* _CHALLENGE_
Update the items starting at the beginning and ending at the line containing "[201,441,299,565]", putting "arched doorway" in place of "arched entrance" and leaving everything else unchanged.

* _SUPPLIED INFORMATION_
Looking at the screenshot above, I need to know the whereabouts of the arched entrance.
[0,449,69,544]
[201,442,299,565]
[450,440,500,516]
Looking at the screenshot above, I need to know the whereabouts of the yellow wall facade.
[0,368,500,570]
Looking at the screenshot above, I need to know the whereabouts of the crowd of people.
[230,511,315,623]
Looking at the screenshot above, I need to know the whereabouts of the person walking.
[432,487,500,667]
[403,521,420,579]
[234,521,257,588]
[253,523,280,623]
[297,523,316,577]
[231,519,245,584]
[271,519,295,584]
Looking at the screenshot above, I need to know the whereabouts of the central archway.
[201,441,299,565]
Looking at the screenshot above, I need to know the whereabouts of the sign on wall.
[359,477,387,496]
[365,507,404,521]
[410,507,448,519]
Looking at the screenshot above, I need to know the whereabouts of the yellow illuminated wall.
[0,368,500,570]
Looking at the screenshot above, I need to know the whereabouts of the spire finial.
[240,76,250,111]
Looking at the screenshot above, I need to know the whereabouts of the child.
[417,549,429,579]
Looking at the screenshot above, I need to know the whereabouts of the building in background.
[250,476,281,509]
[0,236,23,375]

* _ANSWER BELOW_
Looking at the screenshot above, I need to know the whereabouts of the arched doorway.
[0,449,69,544]
[201,442,299,565]
[450,440,500,516]
Looking at the screenshot above, I need to know the whereabouts of the yellow wall facade.
[0,368,500,570]
Looking at the screenshot above, I need to know the whereabouts of the crowd of people.
[230,511,315,623]
Looking at the screenshot above, I need to know the whereabouts of the person walking.
[432,487,500,667]
[403,521,420,579]
[234,521,257,588]
[253,523,280,623]
[297,523,316,577]
[231,519,245,584]
[271,519,295,584]
Looking at the screenshot above, I need to know the whereabouts of the central archway.
[201,441,299,565]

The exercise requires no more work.